**Texto do exercício**

——————————

Um exemplo disso foi o refrigerante: a família passou a restringir o consumo e comprar versões zero açúcar. “Hoje em dia, ela criou um hábito novo e até estranha quando vai na casa de alguém que oferece uma bebida açucarada.”

Laiza também começou a praticar mais atividade física e realiza aulas de treinamento funcional duas vezes por semana.

O resultado da transformação apareceu rapidamente na balança. Desde que a família mudou o estilo de vida, a menina perdeu seis quilos e agora está conseguindo manter o peso — algo considerado positivo, uma vez que ela está em fase de crescimento.

“Fico feliz por vê-la correr e estar mais ativa”, comemora a mãe.

——————————

Entradas de dados armazenadas
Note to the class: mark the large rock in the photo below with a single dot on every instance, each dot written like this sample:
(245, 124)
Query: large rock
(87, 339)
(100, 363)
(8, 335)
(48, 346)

——————————

**O que se pede**
**a.** Responda às perguntas abaixo com base no texto sobre a mudança de hábitos de Laiza.
(i) Que versão de refrigerante a família passou a comprar?
(ii) Com que frequência Laiza faz aulas de treinamento funcional?
(iii) Quantos quilos a menina perdeu desde que a família mudou o estilo de vida?
**b.** Dê continuidade ao texto sobre a mudança de hábitos de Laiza a partir da última frase apresentada.

**Respostas**
**a.**
(i) Versões zero açúcar.
(ii) Duas vezes por semana.
(iii) Seis quilos.

**b.**
“Claro que, como pais, nós temos muito a melhorar ainda e nos cobramos bastante sobre isso. Muitas vezes, chegamos do trabalho cansados e, pela facilidade, compramos um lanche ou uma pizza”, admite a mãe.

“Os pais devem observar os filhos e não esperar que eles engordem muito para só aí procurar ajuda médica”, sugere ela.

 

A história de Laiza está longe de ser única no Brasil e no mundo. As taxas de excesso de peso e obesidade entre os menores de idade crescem numa velocidade que impressiona os especialistas.

E um estudo publicado em abril no The Lancet Regional Health – Americas conseguiu capturar como esse fenômeno ganha terreno em nosso país.

Nele, pesquisadores da Universidade Federal de Minas Gerais (UFMG), da Universidade Federal da Bahia (UFBA), da Fundação Oswaldo Cruz (FioCruz), da Universidade Federal do Recôncavo da Bahia e da Universidade College London, no Reino Unido, avaliaram uma enorme quantidade de dados provenientes de três registros públicos: o Cadastro Único do Governo Federal, o Sistema de Informações sobre Nascidos Vivos e o Sistema de Vigilância Alimentar e Nutricional.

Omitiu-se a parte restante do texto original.